━━━ SUPPLIED RECORDS ━━━

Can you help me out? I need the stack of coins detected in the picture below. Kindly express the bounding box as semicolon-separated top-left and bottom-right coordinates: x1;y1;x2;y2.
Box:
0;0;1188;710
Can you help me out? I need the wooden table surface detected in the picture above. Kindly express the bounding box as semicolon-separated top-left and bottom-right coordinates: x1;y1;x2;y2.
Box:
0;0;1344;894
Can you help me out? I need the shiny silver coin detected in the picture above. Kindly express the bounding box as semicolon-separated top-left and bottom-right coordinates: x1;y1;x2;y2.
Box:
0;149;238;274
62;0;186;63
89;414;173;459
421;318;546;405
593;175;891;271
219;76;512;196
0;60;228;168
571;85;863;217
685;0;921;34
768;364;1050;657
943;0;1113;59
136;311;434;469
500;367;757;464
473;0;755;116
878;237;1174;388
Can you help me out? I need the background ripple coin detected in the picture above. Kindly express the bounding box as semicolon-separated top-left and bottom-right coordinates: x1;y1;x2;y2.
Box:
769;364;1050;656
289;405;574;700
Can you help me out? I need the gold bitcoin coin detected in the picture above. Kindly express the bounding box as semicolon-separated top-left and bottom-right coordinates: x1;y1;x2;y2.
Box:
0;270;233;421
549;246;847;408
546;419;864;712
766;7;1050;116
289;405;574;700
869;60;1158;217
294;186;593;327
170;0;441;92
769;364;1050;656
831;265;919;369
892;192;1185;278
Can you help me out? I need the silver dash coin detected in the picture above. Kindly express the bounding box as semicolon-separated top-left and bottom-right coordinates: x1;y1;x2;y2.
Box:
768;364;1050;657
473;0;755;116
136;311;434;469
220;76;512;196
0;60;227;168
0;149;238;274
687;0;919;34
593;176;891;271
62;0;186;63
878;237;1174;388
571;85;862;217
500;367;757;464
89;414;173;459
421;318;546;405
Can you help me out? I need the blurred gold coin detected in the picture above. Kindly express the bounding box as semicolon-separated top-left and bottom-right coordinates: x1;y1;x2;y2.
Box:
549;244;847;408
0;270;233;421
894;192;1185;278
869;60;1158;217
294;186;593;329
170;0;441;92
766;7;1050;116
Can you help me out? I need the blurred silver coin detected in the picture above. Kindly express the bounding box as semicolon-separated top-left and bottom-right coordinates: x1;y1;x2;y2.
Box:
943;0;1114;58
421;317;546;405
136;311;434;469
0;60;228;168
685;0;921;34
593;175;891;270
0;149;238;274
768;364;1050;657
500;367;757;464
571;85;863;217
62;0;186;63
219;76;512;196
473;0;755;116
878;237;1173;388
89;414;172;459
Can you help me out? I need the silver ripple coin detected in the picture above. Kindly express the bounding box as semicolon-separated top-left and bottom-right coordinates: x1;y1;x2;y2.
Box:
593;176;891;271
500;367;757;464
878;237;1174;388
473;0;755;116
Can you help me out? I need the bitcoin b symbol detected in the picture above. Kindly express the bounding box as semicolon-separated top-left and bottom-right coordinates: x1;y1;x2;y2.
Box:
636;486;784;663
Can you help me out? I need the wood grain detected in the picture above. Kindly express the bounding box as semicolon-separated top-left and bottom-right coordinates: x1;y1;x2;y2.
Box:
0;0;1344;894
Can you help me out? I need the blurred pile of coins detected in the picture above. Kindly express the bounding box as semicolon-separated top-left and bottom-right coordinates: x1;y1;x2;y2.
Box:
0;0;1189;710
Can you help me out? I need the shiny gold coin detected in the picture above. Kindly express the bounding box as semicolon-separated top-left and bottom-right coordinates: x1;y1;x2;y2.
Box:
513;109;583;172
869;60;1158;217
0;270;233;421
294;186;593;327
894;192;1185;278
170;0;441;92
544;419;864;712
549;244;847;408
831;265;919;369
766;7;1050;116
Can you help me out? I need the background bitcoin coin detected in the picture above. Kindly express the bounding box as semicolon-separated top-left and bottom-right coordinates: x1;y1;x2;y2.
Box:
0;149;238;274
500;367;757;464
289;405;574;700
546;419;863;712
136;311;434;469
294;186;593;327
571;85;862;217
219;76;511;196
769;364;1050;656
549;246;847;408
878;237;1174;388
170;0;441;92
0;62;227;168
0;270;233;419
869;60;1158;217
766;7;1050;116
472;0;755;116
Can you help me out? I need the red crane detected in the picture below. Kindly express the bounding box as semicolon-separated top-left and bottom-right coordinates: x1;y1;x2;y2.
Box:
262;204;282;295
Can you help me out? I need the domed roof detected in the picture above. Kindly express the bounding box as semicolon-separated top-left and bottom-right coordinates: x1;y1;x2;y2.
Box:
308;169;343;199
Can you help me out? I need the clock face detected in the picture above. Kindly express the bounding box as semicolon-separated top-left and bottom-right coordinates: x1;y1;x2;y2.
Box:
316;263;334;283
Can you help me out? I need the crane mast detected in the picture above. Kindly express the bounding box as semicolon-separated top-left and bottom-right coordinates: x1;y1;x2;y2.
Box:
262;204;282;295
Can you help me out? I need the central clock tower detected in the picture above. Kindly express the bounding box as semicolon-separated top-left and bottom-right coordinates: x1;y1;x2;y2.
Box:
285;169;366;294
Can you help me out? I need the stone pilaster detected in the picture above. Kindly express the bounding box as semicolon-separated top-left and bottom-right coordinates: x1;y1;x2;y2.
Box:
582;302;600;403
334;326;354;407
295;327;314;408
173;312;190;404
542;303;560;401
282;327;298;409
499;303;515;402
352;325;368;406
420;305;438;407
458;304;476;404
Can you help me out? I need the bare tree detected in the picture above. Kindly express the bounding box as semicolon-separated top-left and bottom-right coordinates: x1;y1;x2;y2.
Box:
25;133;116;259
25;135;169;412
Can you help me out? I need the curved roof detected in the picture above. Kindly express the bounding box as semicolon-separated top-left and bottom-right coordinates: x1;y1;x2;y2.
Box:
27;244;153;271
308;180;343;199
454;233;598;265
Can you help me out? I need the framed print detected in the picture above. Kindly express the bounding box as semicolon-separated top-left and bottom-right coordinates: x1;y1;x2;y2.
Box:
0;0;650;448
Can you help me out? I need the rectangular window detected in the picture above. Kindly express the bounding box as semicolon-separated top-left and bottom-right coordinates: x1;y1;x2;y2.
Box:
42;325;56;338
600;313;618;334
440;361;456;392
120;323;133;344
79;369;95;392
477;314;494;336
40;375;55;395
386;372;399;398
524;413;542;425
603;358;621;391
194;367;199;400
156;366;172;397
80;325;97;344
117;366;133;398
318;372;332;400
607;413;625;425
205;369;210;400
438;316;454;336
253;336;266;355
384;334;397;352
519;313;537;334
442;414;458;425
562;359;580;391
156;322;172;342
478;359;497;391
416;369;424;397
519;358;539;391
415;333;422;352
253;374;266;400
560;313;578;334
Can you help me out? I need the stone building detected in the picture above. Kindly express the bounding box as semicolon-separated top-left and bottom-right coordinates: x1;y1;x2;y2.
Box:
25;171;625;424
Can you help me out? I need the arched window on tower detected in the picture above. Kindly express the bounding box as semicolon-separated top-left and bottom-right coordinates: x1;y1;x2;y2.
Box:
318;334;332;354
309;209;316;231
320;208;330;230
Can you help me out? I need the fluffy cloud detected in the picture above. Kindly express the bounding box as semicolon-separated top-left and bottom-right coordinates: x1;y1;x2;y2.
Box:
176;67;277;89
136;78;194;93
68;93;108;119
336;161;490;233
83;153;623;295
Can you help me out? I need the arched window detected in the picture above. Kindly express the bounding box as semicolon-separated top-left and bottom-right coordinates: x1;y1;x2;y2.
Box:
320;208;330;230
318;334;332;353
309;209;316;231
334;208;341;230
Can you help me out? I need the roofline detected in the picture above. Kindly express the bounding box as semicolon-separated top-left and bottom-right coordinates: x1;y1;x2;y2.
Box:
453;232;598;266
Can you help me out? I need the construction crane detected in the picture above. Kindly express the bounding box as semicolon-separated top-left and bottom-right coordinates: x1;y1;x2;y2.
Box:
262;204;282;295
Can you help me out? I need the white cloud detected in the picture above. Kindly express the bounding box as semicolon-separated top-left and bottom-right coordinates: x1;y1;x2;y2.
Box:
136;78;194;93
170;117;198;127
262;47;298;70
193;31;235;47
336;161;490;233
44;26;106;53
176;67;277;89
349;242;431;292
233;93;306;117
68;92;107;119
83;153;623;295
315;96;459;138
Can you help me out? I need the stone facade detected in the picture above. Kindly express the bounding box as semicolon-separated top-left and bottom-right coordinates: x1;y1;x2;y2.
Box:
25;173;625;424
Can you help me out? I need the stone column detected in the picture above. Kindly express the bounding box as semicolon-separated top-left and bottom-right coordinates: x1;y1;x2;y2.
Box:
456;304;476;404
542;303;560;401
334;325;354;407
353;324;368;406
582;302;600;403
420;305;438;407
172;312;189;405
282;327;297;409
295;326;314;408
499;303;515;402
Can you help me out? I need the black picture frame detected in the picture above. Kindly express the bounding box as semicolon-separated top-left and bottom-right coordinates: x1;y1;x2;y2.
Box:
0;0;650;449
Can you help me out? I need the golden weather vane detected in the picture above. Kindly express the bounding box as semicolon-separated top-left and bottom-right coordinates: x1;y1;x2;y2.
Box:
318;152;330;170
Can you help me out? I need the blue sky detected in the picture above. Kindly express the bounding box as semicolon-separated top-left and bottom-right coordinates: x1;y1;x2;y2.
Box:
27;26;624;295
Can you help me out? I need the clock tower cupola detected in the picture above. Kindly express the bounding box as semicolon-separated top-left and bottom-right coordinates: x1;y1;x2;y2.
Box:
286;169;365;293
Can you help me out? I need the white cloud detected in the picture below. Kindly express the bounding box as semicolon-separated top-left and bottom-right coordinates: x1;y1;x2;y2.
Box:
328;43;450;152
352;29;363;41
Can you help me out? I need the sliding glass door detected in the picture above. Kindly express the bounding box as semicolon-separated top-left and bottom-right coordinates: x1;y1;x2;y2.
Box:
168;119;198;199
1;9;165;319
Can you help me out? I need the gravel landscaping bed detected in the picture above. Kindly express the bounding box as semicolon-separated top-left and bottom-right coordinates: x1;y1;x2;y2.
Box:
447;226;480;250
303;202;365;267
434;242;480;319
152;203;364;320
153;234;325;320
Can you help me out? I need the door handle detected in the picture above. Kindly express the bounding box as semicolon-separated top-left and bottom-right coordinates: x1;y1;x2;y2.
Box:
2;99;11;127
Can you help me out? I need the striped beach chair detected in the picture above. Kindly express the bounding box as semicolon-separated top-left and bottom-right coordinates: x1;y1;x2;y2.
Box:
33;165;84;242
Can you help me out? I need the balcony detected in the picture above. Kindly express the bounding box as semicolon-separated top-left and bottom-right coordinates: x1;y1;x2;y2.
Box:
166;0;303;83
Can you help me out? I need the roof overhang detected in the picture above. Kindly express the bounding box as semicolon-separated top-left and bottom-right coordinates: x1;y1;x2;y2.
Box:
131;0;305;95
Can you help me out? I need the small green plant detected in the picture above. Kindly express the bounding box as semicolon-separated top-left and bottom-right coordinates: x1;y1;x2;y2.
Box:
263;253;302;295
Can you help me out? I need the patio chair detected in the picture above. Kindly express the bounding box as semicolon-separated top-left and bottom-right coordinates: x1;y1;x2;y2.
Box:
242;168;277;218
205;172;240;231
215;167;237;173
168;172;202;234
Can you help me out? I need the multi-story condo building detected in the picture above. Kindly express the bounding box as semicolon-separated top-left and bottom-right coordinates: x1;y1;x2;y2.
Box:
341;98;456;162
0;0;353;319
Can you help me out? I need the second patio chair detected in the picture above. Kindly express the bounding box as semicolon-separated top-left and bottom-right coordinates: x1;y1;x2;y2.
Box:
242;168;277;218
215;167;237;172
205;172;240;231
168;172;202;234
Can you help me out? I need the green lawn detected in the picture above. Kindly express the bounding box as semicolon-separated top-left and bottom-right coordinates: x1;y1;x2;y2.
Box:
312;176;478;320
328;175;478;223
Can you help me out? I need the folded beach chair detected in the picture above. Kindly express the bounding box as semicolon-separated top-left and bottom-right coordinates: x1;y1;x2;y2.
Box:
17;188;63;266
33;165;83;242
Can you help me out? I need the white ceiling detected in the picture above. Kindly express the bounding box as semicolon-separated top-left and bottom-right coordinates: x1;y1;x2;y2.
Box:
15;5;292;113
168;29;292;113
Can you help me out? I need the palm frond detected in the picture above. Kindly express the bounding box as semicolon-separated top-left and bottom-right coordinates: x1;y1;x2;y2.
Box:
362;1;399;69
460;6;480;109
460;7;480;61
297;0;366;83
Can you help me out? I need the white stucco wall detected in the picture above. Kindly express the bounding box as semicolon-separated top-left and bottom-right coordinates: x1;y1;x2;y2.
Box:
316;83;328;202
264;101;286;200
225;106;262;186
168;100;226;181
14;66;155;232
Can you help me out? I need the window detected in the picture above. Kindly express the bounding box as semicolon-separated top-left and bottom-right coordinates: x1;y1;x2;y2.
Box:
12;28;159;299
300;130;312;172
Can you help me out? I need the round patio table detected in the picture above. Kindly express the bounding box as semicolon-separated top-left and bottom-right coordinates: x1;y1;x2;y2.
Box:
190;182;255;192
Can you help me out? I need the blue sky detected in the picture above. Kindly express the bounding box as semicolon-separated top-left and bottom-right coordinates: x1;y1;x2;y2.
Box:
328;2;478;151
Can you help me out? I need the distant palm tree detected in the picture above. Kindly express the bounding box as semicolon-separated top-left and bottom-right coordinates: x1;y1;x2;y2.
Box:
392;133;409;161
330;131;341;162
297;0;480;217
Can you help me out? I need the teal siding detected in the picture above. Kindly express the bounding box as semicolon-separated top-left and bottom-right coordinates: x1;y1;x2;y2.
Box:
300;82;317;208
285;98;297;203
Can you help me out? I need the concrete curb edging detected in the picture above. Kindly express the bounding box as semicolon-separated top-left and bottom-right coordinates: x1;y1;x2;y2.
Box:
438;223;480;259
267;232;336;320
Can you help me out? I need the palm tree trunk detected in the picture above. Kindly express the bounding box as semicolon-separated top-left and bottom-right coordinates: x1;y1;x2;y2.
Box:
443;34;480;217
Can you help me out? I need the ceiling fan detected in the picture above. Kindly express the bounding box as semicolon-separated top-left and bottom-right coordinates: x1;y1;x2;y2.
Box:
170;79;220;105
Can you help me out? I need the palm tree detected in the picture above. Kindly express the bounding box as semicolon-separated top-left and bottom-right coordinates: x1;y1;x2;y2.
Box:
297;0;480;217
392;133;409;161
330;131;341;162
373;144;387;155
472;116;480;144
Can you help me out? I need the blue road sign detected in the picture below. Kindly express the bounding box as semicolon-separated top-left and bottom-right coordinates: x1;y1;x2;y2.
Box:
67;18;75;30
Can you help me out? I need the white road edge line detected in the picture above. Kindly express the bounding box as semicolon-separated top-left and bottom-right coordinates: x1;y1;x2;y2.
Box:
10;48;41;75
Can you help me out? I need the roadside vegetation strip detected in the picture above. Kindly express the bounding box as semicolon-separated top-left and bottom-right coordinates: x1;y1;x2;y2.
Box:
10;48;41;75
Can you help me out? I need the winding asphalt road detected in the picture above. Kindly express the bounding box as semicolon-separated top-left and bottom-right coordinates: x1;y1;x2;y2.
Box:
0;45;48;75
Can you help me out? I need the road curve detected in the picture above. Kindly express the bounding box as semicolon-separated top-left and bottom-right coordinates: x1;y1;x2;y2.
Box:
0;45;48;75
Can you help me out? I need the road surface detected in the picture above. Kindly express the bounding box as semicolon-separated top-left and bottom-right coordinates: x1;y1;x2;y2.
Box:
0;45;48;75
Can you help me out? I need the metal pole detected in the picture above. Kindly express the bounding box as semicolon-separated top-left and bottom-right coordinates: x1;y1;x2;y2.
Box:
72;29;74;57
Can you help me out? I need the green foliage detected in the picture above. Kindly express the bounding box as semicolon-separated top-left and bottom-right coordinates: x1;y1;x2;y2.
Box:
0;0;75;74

━━━

DIRECTION:
Please print the records above from the line with "Can you help me out? I need the teal" up to and including the line with "472;116;480;144", copying every line exactly.

FINISHED EXERCISE:
Can you help me out? I need the teal siding detected in the picture above. Kindly express the bounding box as semicolon-separated top-left and bottom-right coordinates: x1;y1;x2;y2.
Box:
300;82;317;208
285;98;297;203
Can you help me out? I need the concrete curb edging detected in the picture above. Kindly express the bounding box as semicolon-separated top-left and bottom-right coordinates: x1;y1;x2;y2.
Box:
438;223;480;259
267;232;336;320
Can you help me out? I need the palm tree trunk detected in the picture above. Kindly express the bounding box as semicolon-separated top-left and bottom-right coordinates: x1;y1;x2;y2.
Box:
443;34;480;217
Can you help me out? I need the ceiling fan detected in the picture above. Kindly express the bounding box as semicolon-separated top-left and bottom-right coordinates: x1;y1;x2;y2.
Box:
170;79;220;105
Can you help me out? I need the palm tree detected in the picture above. Kindly express the bounding box as semicolon-separated top-left and bottom-right coordinates: x1;y1;x2;y2.
Box:
297;0;480;217
392;133;409;161
330;131;341;162
373;144;387;155
472;116;480;144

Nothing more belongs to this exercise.